— Start of Passage to read —

And then there's last year's Rookie of the Year, finance Matt, who became this year's Opening Day MVP, by virtue of the fact he was the most benign Mets fan as well as the soon-to-be party to my first game of the season. His first game at Yankee stadium. My first game back in GNH. April 12. Orioles. Left field bleachers. Also probably will mark the last day Matt will be in the "people who hang out with me on purpose" category.
Yeah, ok, but today. Here we go:
The Red Socks are being called a revamped line-up. This is what you call the winning side of a match-up where long-time fans recognize an embarrassing percentage of their roster.
The Yankees are being called "barely recognizable." In fairness, they seemed very recognizable since the last time I saw them play. I mean, pretty much in lock-step with what they trotted out for Game 4 ALCS, an 8-1 loss, where Round Boy was fat but not good. And the hitting wasn't even fat, it was just not good. Un-phat.
(I visited this college en route to Mardi Gras once, and they spelled Women with a y. Something about the word "men" being in it. Similarly, there's phat. I can't decide how I feel about this practice of changing spelling rules on the basis of connotation. I'll formulate a more robust opinion once I try my hand at it.)

— End of Passage to read —
— Start of Listing —

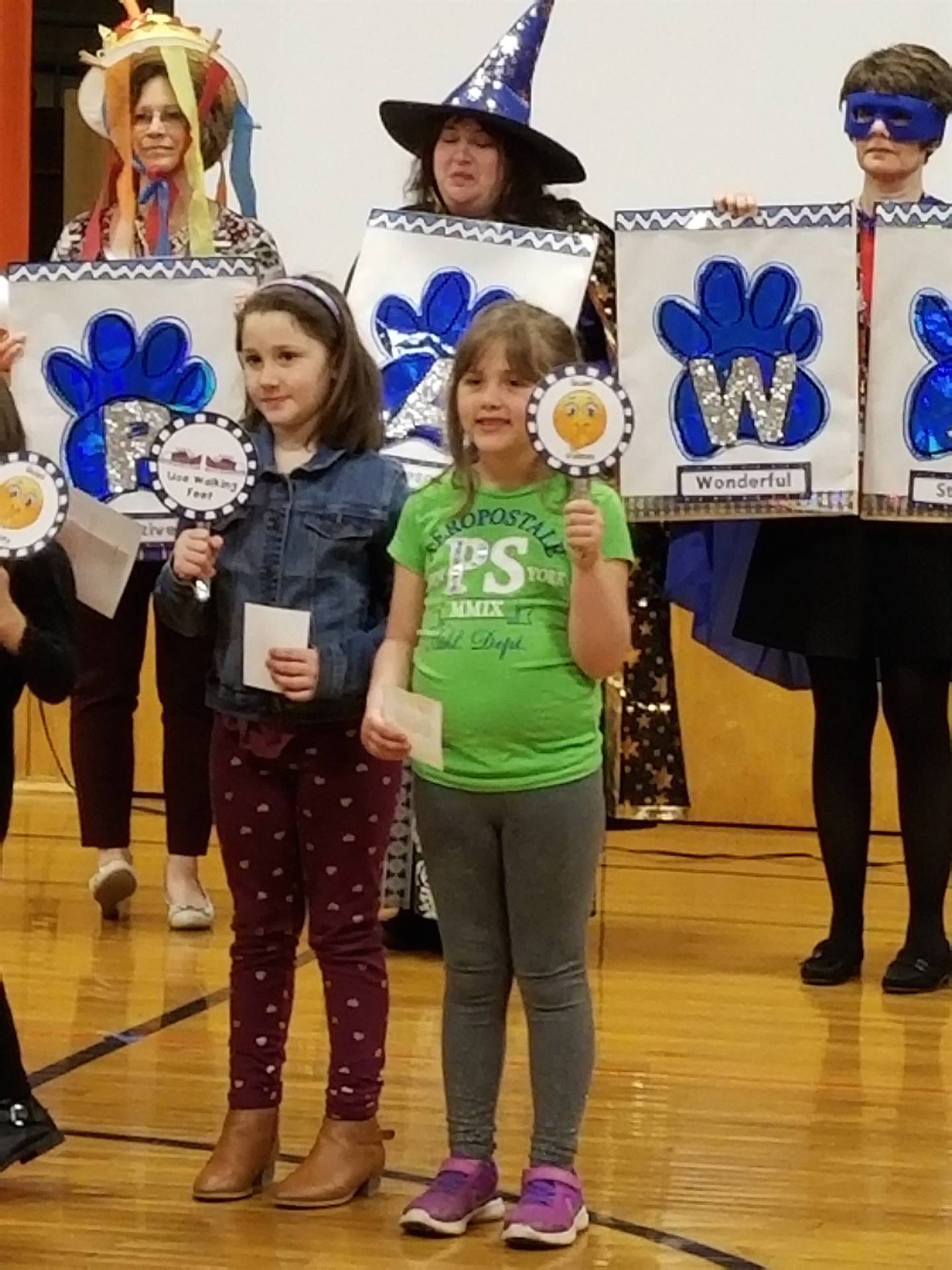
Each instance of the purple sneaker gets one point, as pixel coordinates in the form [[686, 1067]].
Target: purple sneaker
[[550, 1213], [462, 1191]]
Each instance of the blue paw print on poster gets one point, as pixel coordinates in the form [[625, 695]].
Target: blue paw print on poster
[[120, 393], [930, 403], [416, 339], [744, 346]]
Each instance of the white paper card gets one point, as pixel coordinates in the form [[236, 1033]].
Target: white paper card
[[267, 628], [422, 719], [102, 546]]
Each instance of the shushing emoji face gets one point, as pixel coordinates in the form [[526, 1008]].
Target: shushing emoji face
[[580, 418], [20, 502]]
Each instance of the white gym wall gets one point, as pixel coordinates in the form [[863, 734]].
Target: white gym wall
[[664, 101]]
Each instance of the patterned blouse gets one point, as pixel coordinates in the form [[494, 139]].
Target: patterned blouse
[[234, 237]]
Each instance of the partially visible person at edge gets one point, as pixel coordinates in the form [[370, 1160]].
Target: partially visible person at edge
[[37, 600], [161, 220], [848, 601], [477, 157]]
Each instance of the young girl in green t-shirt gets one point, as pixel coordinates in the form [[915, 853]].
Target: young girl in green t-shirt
[[509, 607]]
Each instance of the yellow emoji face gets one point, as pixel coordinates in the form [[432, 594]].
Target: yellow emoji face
[[580, 418], [20, 502]]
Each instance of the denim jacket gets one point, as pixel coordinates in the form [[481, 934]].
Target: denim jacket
[[314, 539]]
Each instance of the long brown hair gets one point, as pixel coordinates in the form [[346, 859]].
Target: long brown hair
[[524, 198], [12, 436], [535, 342], [350, 417], [216, 127]]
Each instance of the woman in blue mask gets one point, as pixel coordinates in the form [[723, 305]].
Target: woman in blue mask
[[861, 603]]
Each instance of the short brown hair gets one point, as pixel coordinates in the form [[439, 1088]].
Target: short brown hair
[[535, 343], [12, 436], [910, 70], [350, 417], [216, 126]]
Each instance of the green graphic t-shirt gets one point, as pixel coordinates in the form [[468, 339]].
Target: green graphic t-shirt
[[494, 644]]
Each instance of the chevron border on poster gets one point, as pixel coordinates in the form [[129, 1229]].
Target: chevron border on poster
[[793, 216], [483, 232], [132, 271], [914, 216]]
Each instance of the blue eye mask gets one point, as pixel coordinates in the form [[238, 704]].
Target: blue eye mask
[[906, 118]]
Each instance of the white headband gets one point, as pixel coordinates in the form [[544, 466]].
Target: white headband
[[313, 288]]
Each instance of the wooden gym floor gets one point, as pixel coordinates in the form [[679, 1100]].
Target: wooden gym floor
[[736, 1119]]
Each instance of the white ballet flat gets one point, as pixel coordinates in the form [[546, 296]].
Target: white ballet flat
[[112, 884], [192, 917]]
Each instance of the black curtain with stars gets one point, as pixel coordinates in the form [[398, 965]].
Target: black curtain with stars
[[645, 762]]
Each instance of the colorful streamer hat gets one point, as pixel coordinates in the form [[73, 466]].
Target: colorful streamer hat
[[214, 103], [499, 92], [141, 34]]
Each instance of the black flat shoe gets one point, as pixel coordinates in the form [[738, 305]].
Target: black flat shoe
[[910, 973], [409, 933], [832, 963], [27, 1130]]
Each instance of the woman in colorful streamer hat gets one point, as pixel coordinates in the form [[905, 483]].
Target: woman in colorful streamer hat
[[169, 102], [477, 155]]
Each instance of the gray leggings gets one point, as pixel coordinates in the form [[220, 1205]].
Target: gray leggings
[[513, 876]]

— End of Listing —

**Task to complete:** Extend the Opening Day baseball post past its closing parenthetical, in the same voice. The rows can be left aside here.

**The answer:**
Laundry time. Again. This is the 3rd time the dryer is being run. I'm starting to thing it's drying my clothes a la some Fred Flinstone-esque laundry apparatus. Like a brontosaurus sneezing or something?
The Yankees have also been called "punchless" which was a popular qualifier for them last year. They had no punches today. If you read all the coverage on the game, you'll find that the off-season has really cultivated an interest in "painting the picture." I empathize, sort of. Like all these writers going off antibiotics and being allowed to drink again. For example:
The Red Sox scored three times against a mustachioed Joba Chamberlain.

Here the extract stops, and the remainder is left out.